[Opening SOURCE PASSAGE section]
Since 1976, Tc-99m bone scintigraphy has been developed as a tool to confirm the diagnosis of melorheostosis and unveil other silent lesions [29, 30]. Melorheostosis causes increased tracer uptake, which bridges over the joints due to hypervascularity, which has been confirmed by angiographic studies [16, 28]. The reduced tracer uptake observed in patients treated with bisphosphonates supports the theory that increased osteoblastic activity and turnover are key processes occurring in melorheostosis [9, 23].
[Closing SOURCE PASSAGE section]
[Opening DATA EXTRACT section]
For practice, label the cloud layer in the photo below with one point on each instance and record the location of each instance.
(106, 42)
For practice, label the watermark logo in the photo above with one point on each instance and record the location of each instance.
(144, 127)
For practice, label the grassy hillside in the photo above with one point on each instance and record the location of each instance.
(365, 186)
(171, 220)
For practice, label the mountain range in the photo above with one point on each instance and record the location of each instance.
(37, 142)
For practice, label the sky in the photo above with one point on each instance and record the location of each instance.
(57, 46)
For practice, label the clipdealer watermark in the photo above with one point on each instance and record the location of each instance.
[Closing DATA EXTRACT section]
DIRECTIONS:
1. In the melorheostosis passage, what kind of studies confirmed the hypervascularity behind the increased tracer uptake?
2. Retype the part of the melorheostosis passage starting at "Since 1976, Tc-99m" and ending at "melorheostosis [9, 23].".
The data has no connection to the melorheostosis passage.

ANSWER SECTION:
1. Angiographic studies.

2.
Since 1976, Tc-99m bone scintigraphy has been developed as a tool to confirm the diagnosis of melorheostosis and unveil other silent lesions [29, 30]. Melorheostosis causes increased tracer uptake, which bridges over the joints due to hypervascularity, which has been confirmed by angiographic studies [16, 28]. The reduced tracer uptake observed in patients treated with bisphosphonates supports the theory that increased osteoblastic activity and turnover are key processes occurring in melorheostosis [9, 23].